> [DOCUMENT]:
⁂
Montana Governor Bans TikTok in the State

montana governor bans tiktok in the state

The governor of Montana, Greg Gianforte, signed a bill on Wednesday to ban TikTok from operating inside the state, the most extreme prohibition of the app in the nation and one that will almost certainly be challenged in court. The ban will take effect on Jan. 1.

“Today, Montana takes the most decisive action of any state to protect Montanans’ private data and sensitive personal information from being harvested by the Chinese Communist Party,” Mr. Gianforte, a Republican, said in a news release.

The Montana Legislature introduced the bill in February, leading to months of debate. The proposal, which would affect everyday users of the popular short-form video app, significantly escalated a national rush to ban TikTok on government devices based on concerns about the company’s ownership by the Chinese company ByteDance. The battle over the bill offered a glimpse of what the United States might encounter nationally if lawmakers or the White House attempt a nationwide ban of TikTok, which has been floated in recent months.

TikTok, which says it has 7,000 employees in the United States, has been fighting back in the state for months. It has run ads featuring Montana small businesses that use TikTok and given prewritten emails to users so they could contact Mr. Gianforte about opposing the bill.

The legislation prohibits mobile app stores, like those run by Apple and Google, from offering TikTok within the state. A trade group funded by Apple and Google has said in recent months that it is impossible for the companies to prevent access to TikTok in a single state.

“Governor Gianforte has signed a bill that infringes on the First Amendment rights of the people of Montana by unlawfully banning TikTok, a platform that empowers hundreds of thousands of people across the state,” Brooke Oberwetter, a spokeswoman for TikTok, said in a statement on Wednesday. Montanans, she added, can keep using the app “as we continue working to defend the rights of our users inside and outside of Montana.”

Under the legislation, TikTok could face fines if it continues operating in the state, as could Apple and Google if they allow people to download the app.

Apple and Google didn’t immediately return requests for comment.
⁂
> [AIM 1]:
Return each line of the records below that contains the string "dark".

Records from a data source:
⁂
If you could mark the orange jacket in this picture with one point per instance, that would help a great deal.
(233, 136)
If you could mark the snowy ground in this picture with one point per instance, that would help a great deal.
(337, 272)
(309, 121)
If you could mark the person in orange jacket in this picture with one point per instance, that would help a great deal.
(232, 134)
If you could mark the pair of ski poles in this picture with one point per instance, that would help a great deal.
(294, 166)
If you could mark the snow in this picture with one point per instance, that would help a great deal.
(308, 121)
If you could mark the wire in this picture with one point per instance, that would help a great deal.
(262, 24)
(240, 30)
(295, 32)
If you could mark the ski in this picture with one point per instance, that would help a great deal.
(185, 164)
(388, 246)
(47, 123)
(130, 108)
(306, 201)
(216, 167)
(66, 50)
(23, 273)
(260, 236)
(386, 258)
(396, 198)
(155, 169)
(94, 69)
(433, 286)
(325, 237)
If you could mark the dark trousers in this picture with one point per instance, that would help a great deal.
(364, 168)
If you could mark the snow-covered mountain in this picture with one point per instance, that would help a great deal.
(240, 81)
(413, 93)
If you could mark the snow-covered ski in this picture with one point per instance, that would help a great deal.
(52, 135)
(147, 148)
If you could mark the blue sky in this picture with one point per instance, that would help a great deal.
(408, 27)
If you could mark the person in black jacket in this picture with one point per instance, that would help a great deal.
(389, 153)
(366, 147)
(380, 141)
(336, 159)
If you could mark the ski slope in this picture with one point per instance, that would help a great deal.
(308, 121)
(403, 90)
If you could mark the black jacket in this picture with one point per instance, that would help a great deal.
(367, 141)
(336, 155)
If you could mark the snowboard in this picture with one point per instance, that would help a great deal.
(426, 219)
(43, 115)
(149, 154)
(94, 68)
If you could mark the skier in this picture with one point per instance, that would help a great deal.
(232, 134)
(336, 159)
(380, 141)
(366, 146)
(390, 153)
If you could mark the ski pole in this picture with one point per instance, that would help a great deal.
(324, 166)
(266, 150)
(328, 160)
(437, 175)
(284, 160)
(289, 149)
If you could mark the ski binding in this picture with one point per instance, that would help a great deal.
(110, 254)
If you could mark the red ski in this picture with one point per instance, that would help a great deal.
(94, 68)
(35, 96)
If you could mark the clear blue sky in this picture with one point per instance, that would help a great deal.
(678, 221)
⁂
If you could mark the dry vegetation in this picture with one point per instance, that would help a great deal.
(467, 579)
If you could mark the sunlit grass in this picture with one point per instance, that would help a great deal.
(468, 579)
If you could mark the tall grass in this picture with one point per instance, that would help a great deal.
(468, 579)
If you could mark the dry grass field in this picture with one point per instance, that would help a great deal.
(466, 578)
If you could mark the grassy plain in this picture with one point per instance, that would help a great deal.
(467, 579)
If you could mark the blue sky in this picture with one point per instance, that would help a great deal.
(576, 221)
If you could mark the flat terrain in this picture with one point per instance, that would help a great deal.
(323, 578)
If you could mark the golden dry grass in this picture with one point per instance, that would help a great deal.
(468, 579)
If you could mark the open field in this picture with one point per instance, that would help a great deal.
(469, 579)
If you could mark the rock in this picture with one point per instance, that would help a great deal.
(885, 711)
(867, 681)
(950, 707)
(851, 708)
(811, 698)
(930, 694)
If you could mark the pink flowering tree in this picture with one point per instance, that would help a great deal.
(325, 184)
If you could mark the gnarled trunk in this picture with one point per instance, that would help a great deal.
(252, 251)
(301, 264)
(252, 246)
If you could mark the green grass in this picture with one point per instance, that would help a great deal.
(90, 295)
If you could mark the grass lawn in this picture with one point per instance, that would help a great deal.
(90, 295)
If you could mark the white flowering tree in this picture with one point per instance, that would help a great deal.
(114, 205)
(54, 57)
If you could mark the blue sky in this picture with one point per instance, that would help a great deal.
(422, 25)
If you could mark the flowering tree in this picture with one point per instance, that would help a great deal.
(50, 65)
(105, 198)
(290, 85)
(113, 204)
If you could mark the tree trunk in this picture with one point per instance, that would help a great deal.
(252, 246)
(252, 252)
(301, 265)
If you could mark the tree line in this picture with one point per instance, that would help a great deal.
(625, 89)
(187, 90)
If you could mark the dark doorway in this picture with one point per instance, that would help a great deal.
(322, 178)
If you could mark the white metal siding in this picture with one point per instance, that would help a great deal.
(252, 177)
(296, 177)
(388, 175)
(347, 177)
⁂
> [AIM 2]:
Update the passage of the article on Montana's TikTok ban between "The legislation prohibits" and "download the app.", inclusive, so that "legislation" becomes "measure", and give the result.

> [CORRECT ANSWER 1]:
If you could mark the dark trousers in this picture with one point per instance, that would help a great deal.
If you could mark the dark doorway in this picture with one point per instance, that would help a great deal.

> [CORRECT ANSWER 2]:
The measure prohibits mobile app stores, like those run by Apple and Google, from offering TikTok within the state. A trade group funded by Apple and Google has said in recent months that it is impossible for the companies to prevent access to TikTok in a single state.

“Governor Gianforte has signed a bill that infringes on the First Amendment rights of the people of Montana by unlawfully banning TikTok, a platform that empowers hundreds of thousands of people across the state,” Brooke Oberwetter, a spokeswoman for TikTok, said in a statement on Wednesday. Montanans, she added, can keep using the app “as we continue working to defend the rights of our users inside and outside of Montana.”

Under the measure, TikTok could face fines if it continues operating in the state, as could Apple and Google if they allow people to download the app.